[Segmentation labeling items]
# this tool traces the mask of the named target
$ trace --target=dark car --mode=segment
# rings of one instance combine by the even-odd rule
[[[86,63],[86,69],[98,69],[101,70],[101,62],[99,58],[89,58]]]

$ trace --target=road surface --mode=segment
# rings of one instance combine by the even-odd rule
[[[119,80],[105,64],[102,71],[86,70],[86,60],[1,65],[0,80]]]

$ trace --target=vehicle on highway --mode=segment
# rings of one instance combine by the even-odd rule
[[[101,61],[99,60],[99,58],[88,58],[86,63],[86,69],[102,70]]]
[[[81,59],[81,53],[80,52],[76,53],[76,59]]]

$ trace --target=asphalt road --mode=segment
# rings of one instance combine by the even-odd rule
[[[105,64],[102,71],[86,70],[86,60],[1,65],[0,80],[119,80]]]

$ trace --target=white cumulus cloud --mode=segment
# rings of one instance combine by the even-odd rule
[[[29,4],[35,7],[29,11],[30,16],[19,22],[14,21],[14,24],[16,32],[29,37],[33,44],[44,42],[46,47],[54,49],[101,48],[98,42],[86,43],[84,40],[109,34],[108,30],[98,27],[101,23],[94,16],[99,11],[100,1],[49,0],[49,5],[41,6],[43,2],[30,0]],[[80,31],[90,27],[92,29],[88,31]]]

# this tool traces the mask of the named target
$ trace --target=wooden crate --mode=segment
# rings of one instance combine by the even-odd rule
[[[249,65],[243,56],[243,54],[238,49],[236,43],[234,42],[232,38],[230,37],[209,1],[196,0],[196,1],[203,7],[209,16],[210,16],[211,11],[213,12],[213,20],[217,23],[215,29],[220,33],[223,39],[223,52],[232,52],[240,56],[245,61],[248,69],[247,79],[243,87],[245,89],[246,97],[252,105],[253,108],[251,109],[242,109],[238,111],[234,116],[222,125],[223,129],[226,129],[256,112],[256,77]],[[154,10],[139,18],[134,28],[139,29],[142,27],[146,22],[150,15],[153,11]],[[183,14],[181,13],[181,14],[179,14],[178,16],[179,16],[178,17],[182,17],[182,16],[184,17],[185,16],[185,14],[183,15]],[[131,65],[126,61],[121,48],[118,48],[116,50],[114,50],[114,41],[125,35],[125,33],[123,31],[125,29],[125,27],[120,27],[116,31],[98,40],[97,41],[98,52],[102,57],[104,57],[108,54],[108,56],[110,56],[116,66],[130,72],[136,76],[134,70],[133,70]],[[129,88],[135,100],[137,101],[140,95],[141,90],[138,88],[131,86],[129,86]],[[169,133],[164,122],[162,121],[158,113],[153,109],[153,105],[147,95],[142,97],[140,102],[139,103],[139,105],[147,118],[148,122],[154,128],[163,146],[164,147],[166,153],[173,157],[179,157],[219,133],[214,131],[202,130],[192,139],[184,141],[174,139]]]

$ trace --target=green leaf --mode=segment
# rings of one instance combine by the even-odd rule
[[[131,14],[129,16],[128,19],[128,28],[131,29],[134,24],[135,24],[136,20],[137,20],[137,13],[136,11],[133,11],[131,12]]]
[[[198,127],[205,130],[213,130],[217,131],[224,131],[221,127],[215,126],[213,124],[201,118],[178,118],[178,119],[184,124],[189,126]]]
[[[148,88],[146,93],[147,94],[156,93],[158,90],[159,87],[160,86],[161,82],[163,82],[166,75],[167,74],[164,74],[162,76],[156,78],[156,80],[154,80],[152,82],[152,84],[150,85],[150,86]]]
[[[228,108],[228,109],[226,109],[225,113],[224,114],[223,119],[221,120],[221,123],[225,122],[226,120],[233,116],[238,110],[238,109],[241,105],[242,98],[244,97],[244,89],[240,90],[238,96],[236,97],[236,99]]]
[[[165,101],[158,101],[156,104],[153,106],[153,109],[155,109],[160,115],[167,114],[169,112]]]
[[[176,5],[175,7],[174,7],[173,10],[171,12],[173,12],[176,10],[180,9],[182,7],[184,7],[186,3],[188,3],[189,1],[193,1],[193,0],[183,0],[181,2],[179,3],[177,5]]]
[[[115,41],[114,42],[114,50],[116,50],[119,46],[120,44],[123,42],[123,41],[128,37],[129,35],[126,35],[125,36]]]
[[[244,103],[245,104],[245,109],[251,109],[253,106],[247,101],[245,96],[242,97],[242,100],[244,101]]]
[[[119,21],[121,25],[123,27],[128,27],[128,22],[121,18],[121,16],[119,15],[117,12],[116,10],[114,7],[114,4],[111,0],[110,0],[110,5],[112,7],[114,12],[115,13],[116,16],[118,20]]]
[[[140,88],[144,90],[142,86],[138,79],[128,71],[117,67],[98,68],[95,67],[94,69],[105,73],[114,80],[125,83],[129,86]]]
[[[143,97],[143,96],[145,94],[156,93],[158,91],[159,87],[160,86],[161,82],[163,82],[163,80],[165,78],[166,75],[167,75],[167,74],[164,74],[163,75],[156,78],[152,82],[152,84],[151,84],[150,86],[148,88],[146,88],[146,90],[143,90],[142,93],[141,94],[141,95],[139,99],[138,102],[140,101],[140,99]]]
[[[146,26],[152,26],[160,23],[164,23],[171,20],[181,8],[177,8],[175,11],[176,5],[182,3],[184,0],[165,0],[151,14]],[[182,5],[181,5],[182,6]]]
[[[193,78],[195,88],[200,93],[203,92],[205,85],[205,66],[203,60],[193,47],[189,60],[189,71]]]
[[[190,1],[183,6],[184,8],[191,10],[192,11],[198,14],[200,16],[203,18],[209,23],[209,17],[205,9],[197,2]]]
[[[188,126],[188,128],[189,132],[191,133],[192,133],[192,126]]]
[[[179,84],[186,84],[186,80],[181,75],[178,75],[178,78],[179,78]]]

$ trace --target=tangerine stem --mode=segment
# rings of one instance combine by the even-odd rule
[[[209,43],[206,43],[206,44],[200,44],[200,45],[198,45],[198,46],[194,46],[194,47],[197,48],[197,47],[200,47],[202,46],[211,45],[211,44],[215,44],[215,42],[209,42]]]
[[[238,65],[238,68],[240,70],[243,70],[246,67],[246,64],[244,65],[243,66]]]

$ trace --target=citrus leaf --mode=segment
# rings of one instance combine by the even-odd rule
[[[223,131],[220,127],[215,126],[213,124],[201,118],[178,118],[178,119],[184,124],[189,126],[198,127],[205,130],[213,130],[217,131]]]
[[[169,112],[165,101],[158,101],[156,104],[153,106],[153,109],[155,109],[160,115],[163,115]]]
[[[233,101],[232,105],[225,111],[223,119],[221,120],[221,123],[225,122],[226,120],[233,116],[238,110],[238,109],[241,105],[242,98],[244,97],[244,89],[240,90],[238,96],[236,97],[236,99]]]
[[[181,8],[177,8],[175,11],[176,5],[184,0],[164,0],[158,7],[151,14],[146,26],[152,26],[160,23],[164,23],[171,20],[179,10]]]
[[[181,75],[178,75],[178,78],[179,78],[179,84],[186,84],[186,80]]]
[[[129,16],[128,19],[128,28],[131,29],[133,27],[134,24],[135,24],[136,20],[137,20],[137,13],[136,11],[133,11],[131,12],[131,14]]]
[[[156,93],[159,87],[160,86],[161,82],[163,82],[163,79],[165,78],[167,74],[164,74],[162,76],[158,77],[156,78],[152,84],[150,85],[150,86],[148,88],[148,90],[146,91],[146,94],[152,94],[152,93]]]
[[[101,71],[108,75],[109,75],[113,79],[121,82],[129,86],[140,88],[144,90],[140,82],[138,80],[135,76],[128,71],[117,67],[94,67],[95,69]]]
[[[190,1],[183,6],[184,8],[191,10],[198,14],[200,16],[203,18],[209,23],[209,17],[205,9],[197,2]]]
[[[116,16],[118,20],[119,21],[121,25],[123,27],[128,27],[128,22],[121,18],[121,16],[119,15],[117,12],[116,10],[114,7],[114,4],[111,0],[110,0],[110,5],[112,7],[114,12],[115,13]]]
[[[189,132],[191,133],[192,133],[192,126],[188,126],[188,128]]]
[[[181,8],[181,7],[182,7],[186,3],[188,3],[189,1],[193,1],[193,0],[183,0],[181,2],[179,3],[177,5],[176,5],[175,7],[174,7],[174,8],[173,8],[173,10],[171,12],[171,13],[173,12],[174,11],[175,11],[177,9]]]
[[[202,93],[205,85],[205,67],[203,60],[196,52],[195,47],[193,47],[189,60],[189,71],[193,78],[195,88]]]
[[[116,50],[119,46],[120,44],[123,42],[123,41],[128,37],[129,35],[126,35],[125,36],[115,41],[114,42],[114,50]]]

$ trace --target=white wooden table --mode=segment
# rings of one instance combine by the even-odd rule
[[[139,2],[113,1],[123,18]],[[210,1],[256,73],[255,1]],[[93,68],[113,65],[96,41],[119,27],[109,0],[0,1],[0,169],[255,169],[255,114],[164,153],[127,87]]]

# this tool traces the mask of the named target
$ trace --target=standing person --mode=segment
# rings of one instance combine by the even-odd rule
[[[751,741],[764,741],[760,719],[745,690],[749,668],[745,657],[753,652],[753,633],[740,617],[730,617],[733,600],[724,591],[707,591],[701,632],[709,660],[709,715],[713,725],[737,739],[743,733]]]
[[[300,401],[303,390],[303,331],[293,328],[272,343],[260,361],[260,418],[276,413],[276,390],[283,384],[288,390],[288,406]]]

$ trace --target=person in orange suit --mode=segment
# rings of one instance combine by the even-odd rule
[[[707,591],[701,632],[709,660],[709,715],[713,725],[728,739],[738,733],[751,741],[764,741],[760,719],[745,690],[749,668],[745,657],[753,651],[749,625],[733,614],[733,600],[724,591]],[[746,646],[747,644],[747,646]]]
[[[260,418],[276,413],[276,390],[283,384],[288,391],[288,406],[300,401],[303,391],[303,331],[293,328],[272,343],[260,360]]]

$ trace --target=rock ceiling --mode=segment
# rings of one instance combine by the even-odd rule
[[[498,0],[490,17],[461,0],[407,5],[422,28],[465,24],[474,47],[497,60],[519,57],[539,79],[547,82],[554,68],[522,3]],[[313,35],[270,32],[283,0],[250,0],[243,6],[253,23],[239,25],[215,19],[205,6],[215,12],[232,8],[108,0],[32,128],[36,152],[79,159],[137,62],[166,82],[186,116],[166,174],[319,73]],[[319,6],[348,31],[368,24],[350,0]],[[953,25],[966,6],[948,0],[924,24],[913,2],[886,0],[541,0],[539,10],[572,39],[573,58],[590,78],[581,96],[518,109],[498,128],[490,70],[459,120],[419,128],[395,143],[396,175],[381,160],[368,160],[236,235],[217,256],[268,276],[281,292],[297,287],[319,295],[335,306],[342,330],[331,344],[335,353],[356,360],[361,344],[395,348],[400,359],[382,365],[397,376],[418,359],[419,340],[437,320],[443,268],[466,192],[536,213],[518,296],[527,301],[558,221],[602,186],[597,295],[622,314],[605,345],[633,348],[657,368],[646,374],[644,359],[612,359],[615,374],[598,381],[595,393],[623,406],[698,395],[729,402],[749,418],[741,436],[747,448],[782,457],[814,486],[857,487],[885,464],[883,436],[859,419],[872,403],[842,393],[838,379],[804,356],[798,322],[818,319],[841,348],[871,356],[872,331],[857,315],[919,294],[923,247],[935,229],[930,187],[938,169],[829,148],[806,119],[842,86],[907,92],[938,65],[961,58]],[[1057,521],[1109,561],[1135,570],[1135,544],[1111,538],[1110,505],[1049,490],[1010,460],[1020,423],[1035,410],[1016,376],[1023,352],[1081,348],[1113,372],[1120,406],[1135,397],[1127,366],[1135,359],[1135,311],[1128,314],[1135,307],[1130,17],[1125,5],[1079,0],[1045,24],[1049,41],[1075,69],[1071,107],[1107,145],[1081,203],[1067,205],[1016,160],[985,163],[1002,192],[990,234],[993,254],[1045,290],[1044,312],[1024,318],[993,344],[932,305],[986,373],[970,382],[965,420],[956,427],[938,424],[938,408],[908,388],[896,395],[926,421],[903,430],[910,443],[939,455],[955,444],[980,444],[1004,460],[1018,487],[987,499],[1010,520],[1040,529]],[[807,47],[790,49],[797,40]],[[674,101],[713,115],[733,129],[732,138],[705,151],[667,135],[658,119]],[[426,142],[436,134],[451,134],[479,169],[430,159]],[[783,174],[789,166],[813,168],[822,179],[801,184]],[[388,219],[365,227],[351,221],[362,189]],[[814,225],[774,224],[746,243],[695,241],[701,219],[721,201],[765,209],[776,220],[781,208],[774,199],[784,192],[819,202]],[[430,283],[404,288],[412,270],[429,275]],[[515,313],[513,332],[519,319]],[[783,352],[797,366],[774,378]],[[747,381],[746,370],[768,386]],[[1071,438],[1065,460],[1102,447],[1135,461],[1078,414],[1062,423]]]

What is required
Write out, unchanged, every line of the items from the very first one through the line containing "[[[119,80],[105,64],[102,71],[86,70],[86,60],[1,65],[0,80]]]", and include that line as well.

Written solution
# this tool traces the mask of the named target
$ trace --target=dark car --mode=segment
# rings of one instance combine by the even-odd rule
[[[86,63],[86,69],[98,69],[101,70],[101,62],[99,58],[89,58]]]

$ trace --target=road surface --mode=segment
# rings of one instance combine by the even-odd rule
[[[119,80],[105,64],[102,71],[86,70],[86,60],[1,65],[0,80]]]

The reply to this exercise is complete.